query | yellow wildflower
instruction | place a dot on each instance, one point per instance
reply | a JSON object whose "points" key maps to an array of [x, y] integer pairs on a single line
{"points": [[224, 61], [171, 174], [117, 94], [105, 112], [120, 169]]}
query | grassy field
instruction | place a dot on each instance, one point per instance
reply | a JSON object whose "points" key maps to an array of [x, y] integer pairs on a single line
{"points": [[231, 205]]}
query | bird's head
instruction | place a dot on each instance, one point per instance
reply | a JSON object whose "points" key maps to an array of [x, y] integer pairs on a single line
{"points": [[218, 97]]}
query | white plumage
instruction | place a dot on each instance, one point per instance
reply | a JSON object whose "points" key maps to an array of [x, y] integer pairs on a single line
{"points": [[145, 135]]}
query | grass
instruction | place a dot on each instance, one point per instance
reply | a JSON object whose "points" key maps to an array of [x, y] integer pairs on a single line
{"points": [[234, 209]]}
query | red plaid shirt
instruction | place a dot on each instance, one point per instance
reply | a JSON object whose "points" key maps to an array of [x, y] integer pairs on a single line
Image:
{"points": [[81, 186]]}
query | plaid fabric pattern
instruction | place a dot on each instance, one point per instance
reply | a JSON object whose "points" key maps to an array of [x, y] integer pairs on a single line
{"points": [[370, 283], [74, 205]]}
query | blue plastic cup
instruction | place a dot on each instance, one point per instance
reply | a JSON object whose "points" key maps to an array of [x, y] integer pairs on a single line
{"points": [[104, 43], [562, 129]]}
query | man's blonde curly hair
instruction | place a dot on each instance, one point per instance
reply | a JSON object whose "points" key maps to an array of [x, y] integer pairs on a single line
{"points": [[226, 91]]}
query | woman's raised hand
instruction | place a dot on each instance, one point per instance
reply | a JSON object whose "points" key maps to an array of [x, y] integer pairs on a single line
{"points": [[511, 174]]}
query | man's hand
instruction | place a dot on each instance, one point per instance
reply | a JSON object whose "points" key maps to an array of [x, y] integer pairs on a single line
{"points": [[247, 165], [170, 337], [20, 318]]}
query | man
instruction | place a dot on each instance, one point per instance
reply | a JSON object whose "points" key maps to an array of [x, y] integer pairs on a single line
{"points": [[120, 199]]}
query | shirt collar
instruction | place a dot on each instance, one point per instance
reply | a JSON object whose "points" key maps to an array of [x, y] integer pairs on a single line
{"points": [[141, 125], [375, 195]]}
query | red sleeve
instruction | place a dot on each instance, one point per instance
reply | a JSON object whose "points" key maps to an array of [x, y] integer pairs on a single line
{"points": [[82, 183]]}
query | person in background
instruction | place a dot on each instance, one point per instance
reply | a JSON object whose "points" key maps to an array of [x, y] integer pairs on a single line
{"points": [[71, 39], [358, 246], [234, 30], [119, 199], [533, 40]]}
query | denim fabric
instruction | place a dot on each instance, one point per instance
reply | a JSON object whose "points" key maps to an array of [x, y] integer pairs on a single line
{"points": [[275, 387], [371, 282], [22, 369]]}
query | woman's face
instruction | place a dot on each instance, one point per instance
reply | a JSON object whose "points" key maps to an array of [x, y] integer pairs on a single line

============

PROBLEM: Transcribe exactly, and only, the lines from the one bearing "query | person in background" through the last line of the entries, counting both.

EXERCISE ANSWER:
query | person in background
instruction | place a dot on each instance, one point per instance
reply | a JSON object whose "points" key maps to an array of [x, y] integer pairs on a single line
{"points": [[71, 39], [358, 246], [234, 30], [119, 199], [533, 40]]}
query | denim fabric
instruction | place a dot on each instance, one point per instance
reply | a JSON object whose "points" key maps to an array of [x, y] integer pairs on a single line
{"points": [[275, 387], [371, 282], [22, 369]]}
query | woman's face
instruction | place a dot on each instance, one point per instance
reply | a JSON object whose "points" key maps to an array of [x, y] integer pairs on a single line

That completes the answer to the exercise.